* _WORKING DATA_

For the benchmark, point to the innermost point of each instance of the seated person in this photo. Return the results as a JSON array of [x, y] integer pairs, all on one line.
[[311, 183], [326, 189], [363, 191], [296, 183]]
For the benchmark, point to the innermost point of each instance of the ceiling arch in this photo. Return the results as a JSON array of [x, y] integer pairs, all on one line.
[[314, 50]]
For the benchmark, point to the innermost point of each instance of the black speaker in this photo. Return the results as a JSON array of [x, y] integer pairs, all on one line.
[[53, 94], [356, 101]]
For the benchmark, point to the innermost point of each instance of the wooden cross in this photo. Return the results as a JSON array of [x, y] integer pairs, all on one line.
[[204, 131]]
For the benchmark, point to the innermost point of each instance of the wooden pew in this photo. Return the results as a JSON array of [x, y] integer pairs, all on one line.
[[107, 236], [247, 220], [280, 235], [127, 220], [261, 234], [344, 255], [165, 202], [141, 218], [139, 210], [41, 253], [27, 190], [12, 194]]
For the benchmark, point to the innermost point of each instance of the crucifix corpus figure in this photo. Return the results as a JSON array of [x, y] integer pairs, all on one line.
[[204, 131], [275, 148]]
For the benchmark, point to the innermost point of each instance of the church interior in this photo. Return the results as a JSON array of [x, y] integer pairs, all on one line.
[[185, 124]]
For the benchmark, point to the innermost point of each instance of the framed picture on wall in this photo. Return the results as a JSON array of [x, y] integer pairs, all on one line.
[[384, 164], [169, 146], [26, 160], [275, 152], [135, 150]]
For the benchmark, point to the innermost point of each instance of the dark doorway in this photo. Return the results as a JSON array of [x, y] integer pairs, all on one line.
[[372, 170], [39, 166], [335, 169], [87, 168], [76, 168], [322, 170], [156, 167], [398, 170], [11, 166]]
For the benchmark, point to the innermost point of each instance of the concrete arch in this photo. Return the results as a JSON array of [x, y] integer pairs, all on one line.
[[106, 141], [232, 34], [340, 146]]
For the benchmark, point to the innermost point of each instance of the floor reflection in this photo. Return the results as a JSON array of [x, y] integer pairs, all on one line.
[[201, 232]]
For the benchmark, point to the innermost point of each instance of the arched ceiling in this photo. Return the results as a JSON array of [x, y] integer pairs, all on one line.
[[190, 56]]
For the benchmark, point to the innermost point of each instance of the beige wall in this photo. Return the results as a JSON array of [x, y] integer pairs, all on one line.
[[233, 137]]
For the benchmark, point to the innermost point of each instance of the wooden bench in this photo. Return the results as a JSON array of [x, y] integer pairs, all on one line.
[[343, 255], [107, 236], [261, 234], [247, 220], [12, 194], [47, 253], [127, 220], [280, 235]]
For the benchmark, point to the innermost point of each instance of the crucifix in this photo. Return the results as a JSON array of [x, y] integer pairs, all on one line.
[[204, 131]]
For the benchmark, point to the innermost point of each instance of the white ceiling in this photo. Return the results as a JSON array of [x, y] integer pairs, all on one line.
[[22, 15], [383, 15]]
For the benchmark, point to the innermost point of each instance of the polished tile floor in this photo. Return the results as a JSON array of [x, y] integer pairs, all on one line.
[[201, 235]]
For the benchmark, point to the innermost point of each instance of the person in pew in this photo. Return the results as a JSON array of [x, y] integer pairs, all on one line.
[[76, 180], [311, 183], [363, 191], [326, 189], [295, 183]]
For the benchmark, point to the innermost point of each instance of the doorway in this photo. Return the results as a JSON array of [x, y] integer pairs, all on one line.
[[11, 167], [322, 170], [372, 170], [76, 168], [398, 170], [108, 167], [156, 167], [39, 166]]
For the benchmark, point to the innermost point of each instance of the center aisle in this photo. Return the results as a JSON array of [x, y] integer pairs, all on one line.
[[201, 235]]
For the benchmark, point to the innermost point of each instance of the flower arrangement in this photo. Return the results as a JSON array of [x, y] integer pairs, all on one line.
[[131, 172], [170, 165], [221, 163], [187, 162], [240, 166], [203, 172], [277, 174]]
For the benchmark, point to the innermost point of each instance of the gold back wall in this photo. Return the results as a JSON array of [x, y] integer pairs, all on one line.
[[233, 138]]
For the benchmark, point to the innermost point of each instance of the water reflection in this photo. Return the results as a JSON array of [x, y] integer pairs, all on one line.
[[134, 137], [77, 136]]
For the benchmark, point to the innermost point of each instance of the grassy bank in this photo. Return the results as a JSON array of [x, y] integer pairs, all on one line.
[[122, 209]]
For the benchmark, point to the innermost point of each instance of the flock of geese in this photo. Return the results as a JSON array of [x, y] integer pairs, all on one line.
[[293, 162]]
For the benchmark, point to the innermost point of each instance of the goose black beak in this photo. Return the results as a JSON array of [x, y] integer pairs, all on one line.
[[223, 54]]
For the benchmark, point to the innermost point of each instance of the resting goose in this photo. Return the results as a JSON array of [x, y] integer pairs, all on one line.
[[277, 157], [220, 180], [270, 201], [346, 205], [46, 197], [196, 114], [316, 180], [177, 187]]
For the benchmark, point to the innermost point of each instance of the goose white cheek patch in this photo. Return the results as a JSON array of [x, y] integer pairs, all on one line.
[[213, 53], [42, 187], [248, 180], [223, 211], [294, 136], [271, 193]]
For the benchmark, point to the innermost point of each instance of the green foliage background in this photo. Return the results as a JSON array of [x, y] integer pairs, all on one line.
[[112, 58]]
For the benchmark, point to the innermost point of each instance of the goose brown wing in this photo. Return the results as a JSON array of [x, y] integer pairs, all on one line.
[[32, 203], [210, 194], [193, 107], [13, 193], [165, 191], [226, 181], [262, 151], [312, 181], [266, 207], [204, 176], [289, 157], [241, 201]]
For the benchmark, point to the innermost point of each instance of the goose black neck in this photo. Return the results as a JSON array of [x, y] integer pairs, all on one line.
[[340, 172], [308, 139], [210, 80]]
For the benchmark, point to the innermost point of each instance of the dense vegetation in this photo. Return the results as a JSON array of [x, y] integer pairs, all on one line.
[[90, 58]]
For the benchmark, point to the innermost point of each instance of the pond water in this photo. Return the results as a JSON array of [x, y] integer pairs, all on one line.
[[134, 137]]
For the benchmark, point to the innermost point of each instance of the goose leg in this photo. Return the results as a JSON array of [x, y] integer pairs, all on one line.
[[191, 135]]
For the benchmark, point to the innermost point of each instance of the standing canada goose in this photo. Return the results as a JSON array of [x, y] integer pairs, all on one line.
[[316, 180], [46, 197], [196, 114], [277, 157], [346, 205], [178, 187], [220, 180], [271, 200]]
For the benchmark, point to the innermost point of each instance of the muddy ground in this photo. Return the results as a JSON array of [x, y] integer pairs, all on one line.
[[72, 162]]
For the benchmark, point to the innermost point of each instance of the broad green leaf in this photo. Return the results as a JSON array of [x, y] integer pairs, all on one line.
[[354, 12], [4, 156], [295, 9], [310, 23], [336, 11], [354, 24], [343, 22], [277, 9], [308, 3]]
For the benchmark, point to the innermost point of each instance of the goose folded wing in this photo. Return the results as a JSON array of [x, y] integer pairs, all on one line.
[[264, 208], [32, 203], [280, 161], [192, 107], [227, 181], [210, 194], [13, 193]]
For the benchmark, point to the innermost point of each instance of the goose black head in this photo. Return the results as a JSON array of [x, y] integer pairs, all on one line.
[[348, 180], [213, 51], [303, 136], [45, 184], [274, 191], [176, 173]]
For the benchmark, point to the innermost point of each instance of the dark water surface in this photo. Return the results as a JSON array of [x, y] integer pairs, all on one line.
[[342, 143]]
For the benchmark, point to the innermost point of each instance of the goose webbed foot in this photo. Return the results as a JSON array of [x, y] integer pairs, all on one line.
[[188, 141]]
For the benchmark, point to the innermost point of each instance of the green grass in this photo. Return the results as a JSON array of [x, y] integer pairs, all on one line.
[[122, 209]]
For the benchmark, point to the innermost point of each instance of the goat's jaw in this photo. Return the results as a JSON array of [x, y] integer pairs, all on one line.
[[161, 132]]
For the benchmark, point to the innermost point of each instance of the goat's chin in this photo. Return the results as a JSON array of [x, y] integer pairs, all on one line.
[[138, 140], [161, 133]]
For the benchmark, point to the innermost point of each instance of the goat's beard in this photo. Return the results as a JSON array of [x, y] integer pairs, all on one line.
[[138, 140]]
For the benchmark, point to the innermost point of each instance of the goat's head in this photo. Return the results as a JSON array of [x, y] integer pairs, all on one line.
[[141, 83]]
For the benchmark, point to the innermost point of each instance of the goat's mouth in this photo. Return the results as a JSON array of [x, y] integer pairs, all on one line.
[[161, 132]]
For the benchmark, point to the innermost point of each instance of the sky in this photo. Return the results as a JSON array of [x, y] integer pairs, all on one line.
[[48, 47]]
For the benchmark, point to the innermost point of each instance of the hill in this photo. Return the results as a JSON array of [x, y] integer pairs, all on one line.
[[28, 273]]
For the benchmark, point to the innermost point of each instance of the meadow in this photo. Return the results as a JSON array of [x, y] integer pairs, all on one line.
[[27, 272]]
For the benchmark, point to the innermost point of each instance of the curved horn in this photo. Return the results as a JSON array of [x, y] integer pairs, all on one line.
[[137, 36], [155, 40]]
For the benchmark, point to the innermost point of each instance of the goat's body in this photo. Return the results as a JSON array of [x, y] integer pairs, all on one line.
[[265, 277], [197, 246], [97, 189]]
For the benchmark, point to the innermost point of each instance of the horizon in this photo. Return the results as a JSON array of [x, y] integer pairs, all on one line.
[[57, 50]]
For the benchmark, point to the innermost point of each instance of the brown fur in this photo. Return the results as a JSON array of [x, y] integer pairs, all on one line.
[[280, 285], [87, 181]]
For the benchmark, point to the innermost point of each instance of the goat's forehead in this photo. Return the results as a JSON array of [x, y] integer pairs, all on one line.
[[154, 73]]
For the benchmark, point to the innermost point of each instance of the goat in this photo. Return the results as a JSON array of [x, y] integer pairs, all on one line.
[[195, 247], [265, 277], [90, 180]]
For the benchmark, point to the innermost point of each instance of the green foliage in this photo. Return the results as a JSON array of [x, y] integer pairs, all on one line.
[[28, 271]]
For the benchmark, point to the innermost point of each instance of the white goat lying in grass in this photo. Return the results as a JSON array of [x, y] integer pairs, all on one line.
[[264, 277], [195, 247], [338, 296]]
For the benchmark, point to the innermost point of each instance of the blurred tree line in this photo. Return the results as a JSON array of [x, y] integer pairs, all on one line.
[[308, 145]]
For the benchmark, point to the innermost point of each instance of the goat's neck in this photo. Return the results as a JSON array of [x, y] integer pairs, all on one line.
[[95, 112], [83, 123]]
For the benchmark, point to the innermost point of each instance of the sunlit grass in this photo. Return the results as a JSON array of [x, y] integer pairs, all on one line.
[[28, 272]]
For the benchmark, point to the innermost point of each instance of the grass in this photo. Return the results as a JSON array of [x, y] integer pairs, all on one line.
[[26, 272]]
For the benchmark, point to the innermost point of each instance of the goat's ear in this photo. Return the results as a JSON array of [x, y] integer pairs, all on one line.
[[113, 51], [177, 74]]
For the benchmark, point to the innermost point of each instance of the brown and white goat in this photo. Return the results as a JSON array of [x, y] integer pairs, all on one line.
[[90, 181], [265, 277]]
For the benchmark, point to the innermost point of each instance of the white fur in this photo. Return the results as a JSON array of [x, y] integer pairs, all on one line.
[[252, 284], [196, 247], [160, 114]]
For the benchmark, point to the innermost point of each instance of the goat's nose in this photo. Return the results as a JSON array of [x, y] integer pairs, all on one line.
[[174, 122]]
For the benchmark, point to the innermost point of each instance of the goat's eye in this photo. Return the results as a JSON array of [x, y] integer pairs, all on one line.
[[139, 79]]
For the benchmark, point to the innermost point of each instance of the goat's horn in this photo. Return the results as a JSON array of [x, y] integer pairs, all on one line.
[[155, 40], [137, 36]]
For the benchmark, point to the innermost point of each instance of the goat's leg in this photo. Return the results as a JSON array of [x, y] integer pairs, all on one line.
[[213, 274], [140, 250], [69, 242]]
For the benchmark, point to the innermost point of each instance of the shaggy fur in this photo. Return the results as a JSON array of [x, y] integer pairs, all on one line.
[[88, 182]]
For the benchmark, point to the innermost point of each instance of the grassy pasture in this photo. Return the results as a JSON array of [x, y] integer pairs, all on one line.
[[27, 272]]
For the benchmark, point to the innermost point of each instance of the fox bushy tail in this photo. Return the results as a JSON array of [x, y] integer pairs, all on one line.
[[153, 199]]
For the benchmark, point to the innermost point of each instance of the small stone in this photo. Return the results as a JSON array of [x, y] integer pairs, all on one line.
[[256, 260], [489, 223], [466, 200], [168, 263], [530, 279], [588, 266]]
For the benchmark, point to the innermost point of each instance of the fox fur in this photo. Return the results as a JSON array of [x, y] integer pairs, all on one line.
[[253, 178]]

* _TASK INSTRUCTIONS_
Copy the material from the line containing "of the sunlit" up to and including the line containing "[[88, 182]]", substituting "central" for every occurrence of "innermost". Leave every other word as it is.

* _TASK ANSWER_
For the benchmark, point to the central point of each instance of the sunlit grass in this photo. Return the results as a JSON array of [x, y] integer pairs, all on one line.
[[28, 272]]
For the benchmark, point to the central point of each instance of the grass in this photo. Return the results as a JSON array of [x, y] integer pairs, all on one line.
[[26, 272]]
For the benchmark, point to the central point of each instance of the goat's ear in this photo. Return the results as a JSON array of [x, y] integer pairs, all on one line.
[[113, 51], [177, 74]]
For the benchmark, point to the central point of each instance of the brown and white goat in this photo. Return the results as a JSON array of [x, y] integer pairs, all on one line.
[[90, 181], [265, 277]]
For the benchmark, point to the central point of each instance of the white fur in this photo. Return the results as a JSON array of [x, y] integer pairs, all on one line.
[[252, 284], [196, 247], [160, 114]]
For the benchmark, point to the central point of each instance of the goat's nose in this photo. Return the results as a JSON array of [x, y] integer pairs, all on one line.
[[174, 122]]
For the benchmark, point to the central point of each instance of the goat's eye in this photo. Return the results as a JSON array of [x, y] integer pairs, all on one line.
[[139, 79]]
For the benchmark, point to the central point of each instance of the goat's horn in this photo. Return the results as a JSON array of [x, y] integer pairs, all on one line.
[[155, 40], [137, 36]]
For the benchmark, point to the central point of each instance of the goat's leg in this photo. Return the results as a JSON array of [x, y] integer pairs, all on one line.
[[213, 274], [140, 250], [69, 242]]
For the benchmark, point to the central point of each instance of the shaggy fur in this photo. Return the results as a JSON array of [x, y] integer pairs, all on one line.
[[88, 182]]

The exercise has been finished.